BEGIN

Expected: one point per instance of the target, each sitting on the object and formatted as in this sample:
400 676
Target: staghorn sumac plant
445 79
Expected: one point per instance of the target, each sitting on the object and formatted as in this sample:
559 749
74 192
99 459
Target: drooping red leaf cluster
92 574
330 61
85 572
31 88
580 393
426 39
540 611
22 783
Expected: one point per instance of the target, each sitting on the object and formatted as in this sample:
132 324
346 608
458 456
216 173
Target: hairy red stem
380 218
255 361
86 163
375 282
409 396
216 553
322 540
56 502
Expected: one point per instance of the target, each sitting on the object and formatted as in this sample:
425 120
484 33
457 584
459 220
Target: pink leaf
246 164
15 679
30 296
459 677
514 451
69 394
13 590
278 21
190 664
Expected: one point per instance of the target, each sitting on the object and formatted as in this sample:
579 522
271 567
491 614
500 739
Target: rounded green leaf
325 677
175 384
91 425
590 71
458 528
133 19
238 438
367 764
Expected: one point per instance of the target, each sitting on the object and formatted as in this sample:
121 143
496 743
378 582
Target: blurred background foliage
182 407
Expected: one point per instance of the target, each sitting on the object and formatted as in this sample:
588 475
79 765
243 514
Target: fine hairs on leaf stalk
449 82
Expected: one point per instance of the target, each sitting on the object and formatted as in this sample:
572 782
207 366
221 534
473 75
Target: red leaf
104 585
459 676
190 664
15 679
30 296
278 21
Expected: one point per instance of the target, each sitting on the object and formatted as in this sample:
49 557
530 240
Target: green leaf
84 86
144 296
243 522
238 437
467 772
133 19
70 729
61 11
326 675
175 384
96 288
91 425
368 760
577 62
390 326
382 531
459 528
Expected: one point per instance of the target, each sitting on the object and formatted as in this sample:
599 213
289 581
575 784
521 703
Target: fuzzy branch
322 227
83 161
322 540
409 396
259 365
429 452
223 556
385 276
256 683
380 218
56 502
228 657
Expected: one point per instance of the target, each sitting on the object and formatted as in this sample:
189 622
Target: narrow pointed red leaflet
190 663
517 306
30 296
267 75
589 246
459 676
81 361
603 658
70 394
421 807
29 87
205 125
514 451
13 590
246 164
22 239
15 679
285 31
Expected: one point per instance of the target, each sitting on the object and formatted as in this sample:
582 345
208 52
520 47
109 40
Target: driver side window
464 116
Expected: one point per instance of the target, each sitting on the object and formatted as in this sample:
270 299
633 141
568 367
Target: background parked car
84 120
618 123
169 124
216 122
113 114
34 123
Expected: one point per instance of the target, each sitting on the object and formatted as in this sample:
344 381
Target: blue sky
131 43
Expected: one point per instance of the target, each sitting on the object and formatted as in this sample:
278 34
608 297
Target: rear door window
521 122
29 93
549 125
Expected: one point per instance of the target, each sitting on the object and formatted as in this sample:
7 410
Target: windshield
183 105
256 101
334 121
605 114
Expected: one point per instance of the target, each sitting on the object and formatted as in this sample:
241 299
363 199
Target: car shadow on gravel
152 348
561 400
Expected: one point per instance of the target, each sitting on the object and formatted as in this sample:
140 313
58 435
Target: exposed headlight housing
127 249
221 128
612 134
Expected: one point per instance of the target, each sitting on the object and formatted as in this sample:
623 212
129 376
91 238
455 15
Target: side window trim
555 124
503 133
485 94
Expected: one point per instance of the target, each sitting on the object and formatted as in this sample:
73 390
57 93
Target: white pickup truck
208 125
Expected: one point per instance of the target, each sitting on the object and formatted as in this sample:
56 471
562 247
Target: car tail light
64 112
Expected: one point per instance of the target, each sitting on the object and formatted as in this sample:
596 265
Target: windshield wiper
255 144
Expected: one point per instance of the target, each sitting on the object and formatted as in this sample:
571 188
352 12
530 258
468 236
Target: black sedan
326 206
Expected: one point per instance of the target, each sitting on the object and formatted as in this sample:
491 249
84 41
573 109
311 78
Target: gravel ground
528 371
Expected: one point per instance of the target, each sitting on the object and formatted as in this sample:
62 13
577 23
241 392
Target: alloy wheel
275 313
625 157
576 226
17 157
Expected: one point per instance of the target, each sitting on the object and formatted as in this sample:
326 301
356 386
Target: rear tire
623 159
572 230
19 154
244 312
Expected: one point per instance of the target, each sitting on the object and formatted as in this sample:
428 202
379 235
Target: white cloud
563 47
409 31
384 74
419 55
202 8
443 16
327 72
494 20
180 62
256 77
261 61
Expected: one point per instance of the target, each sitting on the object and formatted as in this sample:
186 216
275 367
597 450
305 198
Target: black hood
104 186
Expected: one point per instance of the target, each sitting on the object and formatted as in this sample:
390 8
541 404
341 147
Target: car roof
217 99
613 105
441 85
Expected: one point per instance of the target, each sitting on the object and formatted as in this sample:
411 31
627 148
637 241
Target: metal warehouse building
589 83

END

REQUIREMENTS:
Output the whole listing above again, word for word.

TASK SOLUTION:
Expected: one point per instance of the target, each sitting on the object and formatted as in this sample:
400 676
Target: staghorn sumac plant
445 79
Expected: one point per instance of the target, each sitting on the object and formatted as in this sample:
559 749
74 192
99 459
Target: drooping red leaf cluster
92 574
330 61
85 572
31 88
580 393
426 39
540 611
22 783
Expected: one point per instance of the target, each sitting on the object and formatted as in this sample:
132 324
346 608
458 456
216 173
Target: hairy red stem
380 218
255 361
86 163
375 282
409 396
216 553
322 540
56 502
Expected: one point per instance of the target, each sitting on the object and formatted as in this sample:
425 120
484 33
457 584
459 220
Target: pink leaf
246 164
15 679
30 296
459 677
514 451
69 394
13 590
278 21
190 664
Expected: one point per instance of the target, each sitting on the object and formatted as in this sample:
579 522
271 567
491 614
500 739
Target: rounded green leaf
325 677
175 384
91 425
590 71
458 528
133 19
238 438
367 764
Expected: one point per instance of the target, each sitting on the object and formatted as in this sample:
121 143
496 743
378 582
Target: blurred background foliage
182 407
Expected: one point per instance of the target, each sitting on the object and formatted as in this sample:
588 475
79 765
243 514
Target: fine hairs on leaf stalk
449 82
Expected: one point per instance of the target, each sitting on the object and formatted as in this sample:
572 782
207 366
221 534
473 75
Target: red leaf
104 585
459 676
190 664
15 679
30 296
278 21
Expected: one point per instance of the target, each sitting on the object and formatted as in this sample:
49 557
530 240
Target: green leaf
84 86
144 296
243 522
238 437
467 772
133 19
70 729
61 11
326 675
175 384
96 288
91 425
368 760
577 62
390 326
382 531
459 528
Expected: one point per instance of the target, each sitting on the object and formatted as in this sample:
599 213
289 581
575 784
521 703
Target: fuzzy branch
322 227
83 161
322 540
409 396
259 365
429 452
223 556
385 276
256 683
380 218
56 502
228 657
Expected: one point per instance of the target, each sitting on the object and formatted as in this sample:
189 622
Target: narrow pointed red leaflet
190 663
517 306
30 296
267 75
589 246
459 676
81 361
603 658
70 394
421 807
29 87
205 125
514 451
13 590
246 164
22 239
15 679
285 31
Expected: one point per instance of the target, each sitting on the object and formatted as in this sample:
582 345
208 52
520 47
109 40
Target: driver side window
464 116
Expected: one point per instance of the target, each sitting on the object and formatted as in this sample:
270 299
633 141
568 367
Target: background parked car
84 120
618 123
169 124
216 122
113 114
34 123
Expected: one point per instance of the target, each sitting on the object and formatted as in this sample:
344 381
Target: blue sky
131 43
Expected: one point per instance of the target, each sitting on the object and formatted as in this sample:
278 34
608 297
Target: rear door window
521 122
29 93
549 125
Expected: one point per instance of the target, each sitting on the object and formatted as in this sample:
7 410
Target: windshield
183 105
256 101
334 121
605 114
Expected: one point per instance of the target, each sitting on the object and formatted as in this sample:
241 299
363 199
Target: car shadow on gravel
152 348
561 400
Expected: one point per instance of the target, each sitting on the object and formatted as in this sample:
140 313
58 435
Target: exposed headlight housing
127 249
221 128
612 134
Expected: one point per instance of the target, each sitting on the object and formatted as in this sample:
623 212
129 376
91 238
455 15
Target: side window trim
555 124
503 133
485 94
Expected: one point per instance of the target, each sitting on the object and formatted as in this sample:
73 390
57 93
Target: white pickup truck
208 125
Expected: one point per instance of the target, each sitting on the object and formatted as in this sample:
56 471
562 247
Target: car tail light
64 112
Expected: one point per instance of the target, each sitting on the object and formatted as in this sample:
596 265
Target: windshield wiper
255 144
Expected: one point per instance of the target, each sitting on the object and formatted as in this sample:
571 188
352 12
530 258
468 236
Target: black sedan
326 206
Expected: one point per instance of the target, each sitting on the object and formatted as in this sample:
491 249
84 41
573 109
311 78
Target: gravel ground
528 371
Expected: one point per instance of the target, each sitting on the object and formatted as in this sample:
62 13
577 23
241 392
Target: alloy wheel
275 313
625 157
576 226
17 157
Expected: one point per instance of the target, each sitting on the object and formatted as in this sample:
326 301
356 386
Target: rear tire
623 159
572 230
19 154
244 312
Expected: one point per instance of the target, each sitting on the object and formatted as in this sample:
428 202
379 235
Target: white cloud
563 47
409 31
384 74
419 55
202 8
443 16
327 72
494 20
180 62
256 77
261 61
Expected: one point per instance of the target, each sitting on the object and formatted as in this sample:
186 216
275 367
597 450
305 198
Target: black hood
104 186
Expected: one point per instance of the target, each sitting on the object and formatted as in this sample:
390 8
541 404
341 147
Target: car roof
217 99
613 105
441 85
Expected: one point per instance of the target, each sitting on the object and formatted as in this sample:
411 31
627 148
637 241
Target: metal warehouse building
589 83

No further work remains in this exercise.